**Written request A:** Check each statement below against the article on Sheriff Arpaio's posse. Answer yes or no for each and quote the words from the article that decide it. (i) Arpaio's volunteer posse was described as 3,000-strong. (ii) The convicted posse member was arrested in 2007. (iii) The Sheriff's Office probe blamed a single person for the unit's failures.
**Written request B:** Pick up the article on Sheriff Arpaio's posse after its last sentence and continue it.

**Document excerpt:**
::::::

Our own Jon Green wrote in December about how, following the Sandy Hook Elementary massacre, GOP Sheriff Joe Arpaio was going to have his 3,000-strong gun-toting “posse” of volunteers patrolling Arizona’s schools, just like the NRA wanted. (This article was co-authored by John Aravosis.)
Today we find out that the posse reportedly included at least one man convicted of sex crimes against children. And even worse, and what no one has apparently yet realized: The convicted child sex criminal posse member worked for Arpaio for years in the Sheriff’s office until he was arrested in 2009.
Are we to believe that Arpaio had no idea who this guy was?
Armed child-sex criminals roaming Arizona’s schools. What could possibly go wrong?
What’s worse is that Arpaio has been facing heavy criticism for his alleged laxity on prosecuting sex crimes, particularly sex crimes against children. From the NYT:
Sheriff Arpaio, the top law enforcement official in sprawling Maricopa County, is perhaps best known for his hard-nosed treatment of prisoners and his aggressive raids aimed at illegal immigrants. But it is his department’s approach to more than 400 sex-crimes cases that has Sheriff Arpaio in trouble.
His deputies failed to investigate or conducted only the sketchiest of inquiries into hundreds of sex crimes between 2005 and 2007, investigations by Arizona law enforcement agencies have shown. Many of those cases involved molested children.
And only today we find out that after a lengthy five-year investigation, Arpaio has decided that no particular person is to blame for “hundreds of botched sex-crime investigations by the Maricopa County sheriff’s special-victims unit.” From the Arizona Republic, today:
A five-year investigation that produced nearly 10,000 pages of documents draws no clear conclusion on who is to blame for hundreds of botched sex-crime investigations by the Maricopa County sheriff’s special-victims unit.
The Sheriff’s Office on Monday released results of its long-running probe into why the unit mishandled sex-crime cases. It concluded that no single person was responsible for systemic failures that resulted in hundreds of cases being reopened.
Last year, an Arizona Republic investigation into the 400-plus reopened cases revealed that the Sheriff’s Office failed to adequately investigate reports of sex abuse and assault — in some cases never interviewing suspects or running background checks on known offenders.

::::::

**Dataset content:**
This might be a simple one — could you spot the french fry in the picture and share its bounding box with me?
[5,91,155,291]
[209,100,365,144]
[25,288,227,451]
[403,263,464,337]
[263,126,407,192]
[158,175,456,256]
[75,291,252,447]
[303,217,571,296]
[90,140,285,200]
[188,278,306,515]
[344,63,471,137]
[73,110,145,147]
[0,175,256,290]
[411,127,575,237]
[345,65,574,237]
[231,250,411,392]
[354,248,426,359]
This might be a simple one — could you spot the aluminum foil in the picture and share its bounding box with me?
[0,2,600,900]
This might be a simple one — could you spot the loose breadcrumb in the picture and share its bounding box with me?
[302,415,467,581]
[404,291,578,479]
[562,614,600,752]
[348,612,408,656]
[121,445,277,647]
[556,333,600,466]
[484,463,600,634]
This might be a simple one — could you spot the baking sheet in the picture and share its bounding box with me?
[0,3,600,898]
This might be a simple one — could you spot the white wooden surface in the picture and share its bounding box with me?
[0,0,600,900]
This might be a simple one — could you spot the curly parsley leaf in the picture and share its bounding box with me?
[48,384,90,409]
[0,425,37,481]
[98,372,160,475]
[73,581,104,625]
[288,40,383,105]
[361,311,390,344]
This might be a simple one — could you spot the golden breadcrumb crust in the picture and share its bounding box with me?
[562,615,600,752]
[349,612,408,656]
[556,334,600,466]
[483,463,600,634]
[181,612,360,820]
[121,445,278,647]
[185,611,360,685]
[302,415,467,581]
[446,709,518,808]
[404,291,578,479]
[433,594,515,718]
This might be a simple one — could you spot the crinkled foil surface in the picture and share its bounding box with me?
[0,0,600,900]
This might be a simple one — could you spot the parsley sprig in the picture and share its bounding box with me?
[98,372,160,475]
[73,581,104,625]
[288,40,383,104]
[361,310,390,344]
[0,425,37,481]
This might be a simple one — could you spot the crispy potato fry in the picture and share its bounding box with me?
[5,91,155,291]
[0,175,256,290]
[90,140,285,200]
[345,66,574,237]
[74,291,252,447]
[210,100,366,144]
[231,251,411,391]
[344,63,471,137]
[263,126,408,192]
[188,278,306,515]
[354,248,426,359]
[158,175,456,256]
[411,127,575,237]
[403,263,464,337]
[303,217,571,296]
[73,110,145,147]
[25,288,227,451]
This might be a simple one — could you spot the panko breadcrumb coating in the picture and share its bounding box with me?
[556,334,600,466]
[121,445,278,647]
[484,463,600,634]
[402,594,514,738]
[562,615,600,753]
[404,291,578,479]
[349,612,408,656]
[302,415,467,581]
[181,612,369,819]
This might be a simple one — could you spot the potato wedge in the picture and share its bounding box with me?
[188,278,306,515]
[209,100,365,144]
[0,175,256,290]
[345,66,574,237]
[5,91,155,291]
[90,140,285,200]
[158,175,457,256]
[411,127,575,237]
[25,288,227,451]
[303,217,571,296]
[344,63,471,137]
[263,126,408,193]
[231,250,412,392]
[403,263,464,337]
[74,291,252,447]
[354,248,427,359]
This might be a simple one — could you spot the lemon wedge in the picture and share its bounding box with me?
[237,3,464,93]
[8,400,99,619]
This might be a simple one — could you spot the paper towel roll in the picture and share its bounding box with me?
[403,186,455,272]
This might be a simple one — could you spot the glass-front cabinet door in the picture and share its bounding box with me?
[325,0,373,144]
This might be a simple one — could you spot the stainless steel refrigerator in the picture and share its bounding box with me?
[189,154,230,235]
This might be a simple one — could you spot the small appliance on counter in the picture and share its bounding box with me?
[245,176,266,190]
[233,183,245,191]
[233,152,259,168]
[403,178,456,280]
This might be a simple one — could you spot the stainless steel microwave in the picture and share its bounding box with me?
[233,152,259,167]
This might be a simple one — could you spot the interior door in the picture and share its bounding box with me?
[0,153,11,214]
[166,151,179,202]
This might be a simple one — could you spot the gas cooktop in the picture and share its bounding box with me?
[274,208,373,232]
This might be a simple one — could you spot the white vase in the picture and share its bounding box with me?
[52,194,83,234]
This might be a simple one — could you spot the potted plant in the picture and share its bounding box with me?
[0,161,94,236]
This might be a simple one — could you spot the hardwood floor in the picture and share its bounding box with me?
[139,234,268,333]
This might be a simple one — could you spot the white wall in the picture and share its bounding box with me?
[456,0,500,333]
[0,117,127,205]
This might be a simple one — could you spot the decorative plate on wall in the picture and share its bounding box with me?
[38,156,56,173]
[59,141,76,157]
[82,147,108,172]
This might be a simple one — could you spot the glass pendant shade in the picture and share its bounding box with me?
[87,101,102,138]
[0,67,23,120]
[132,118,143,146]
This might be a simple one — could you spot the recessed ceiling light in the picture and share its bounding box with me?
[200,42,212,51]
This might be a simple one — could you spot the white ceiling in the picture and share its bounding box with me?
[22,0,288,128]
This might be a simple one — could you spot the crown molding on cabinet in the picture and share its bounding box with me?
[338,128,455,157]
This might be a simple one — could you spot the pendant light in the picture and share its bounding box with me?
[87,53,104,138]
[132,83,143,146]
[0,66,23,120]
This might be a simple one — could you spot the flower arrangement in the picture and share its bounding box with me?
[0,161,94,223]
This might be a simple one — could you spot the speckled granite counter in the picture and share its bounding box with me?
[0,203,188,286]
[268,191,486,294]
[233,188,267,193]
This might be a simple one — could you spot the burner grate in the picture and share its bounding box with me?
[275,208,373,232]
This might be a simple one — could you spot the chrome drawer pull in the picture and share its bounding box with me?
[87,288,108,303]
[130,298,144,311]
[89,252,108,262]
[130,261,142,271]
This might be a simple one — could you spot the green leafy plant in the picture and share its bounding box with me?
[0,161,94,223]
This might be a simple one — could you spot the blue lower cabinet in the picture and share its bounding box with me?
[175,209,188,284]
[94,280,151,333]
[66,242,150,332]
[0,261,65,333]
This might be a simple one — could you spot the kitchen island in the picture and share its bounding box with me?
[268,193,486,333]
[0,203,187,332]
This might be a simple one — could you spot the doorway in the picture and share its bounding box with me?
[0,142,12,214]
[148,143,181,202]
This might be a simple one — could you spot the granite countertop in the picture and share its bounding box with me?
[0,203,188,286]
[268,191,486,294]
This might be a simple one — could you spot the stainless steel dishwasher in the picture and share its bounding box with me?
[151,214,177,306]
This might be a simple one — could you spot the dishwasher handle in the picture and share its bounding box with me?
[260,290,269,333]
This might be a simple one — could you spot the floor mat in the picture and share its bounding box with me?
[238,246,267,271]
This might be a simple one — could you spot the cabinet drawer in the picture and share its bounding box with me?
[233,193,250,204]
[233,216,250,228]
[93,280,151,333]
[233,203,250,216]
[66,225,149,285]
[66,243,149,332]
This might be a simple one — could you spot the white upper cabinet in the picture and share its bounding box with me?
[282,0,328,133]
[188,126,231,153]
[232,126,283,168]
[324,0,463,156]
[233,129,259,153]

::::::

**Expected output A:**
(i) Yes: "3,000-strong gun-toting"
(ii) No: "until he was arrested in 2009"
(iii) No: "It concluded that no single person was responsible for systemic failures"

**Expected output B:**
Some sex-crime complaints were completely ignored. In other cases, files were later found gathering dust in a drawer or in a deputy’s garage. Those shortcomings, combined with lengthy delays in resolving cases, left alleged predators free to find other victims — sometimes for years.
So what happens? The sheriff accused of having lax standards for investigating sex crimes against children didn’t do a sufficient investigation to weed out a school posse member who had a record of sex crimes against children.
The controversial sheriff has teamed up with actor Steven Seagal to teach his “posse” how to handle school shooting incidents, and liquor story robberies. (Despite being 60 years old, actor Seagal claims to have “hundreds of thousands if not millions of hours into my weapons training.” I did the math. A million hours would make Segal 114 years old.) One presumes Seagal will be showing the fat old men how to do Aikido, when they’re not beating their wives, getting high, or committing sex crimes against children.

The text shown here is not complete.